▸ **Set task**:
Reproduce the material below word for word, leaving out the pictures.

Annotation data for object locations:

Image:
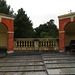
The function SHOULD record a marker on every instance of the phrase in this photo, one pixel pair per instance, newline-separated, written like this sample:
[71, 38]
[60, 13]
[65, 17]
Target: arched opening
[3, 38]
[69, 33]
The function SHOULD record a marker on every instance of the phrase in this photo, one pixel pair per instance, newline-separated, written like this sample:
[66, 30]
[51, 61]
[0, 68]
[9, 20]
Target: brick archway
[64, 20]
[8, 21]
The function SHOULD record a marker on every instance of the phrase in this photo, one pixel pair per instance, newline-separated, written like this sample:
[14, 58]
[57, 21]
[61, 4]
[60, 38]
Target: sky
[42, 11]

▸ **Worked solution**:
Image:
The function SHOULD record a marker on every instance of the phrase in this photo, one pixel pair per instance, newline-separated, written like this sample:
[71, 38]
[60, 13]
[65, 17]
Target: arched opening
[3, 38]
[69, 33]
The function SHOULD record a marker on every instance of the phrase in this photo, one pixel pair per instance, newline-separated, written like this sample:
[66, 30]
[51, 61]
[0, 68]
[9, 20]
Target: brick archway
[64, 20]
[8, 21]
The function SHOULD record a marker on every instance of the phrase in this photo, one pixel pair per instance, newline-separated, written like this sample:
[14, 58]
[57, 21]
[61, 4]
[60, 38]
Target: sky
[42, 11]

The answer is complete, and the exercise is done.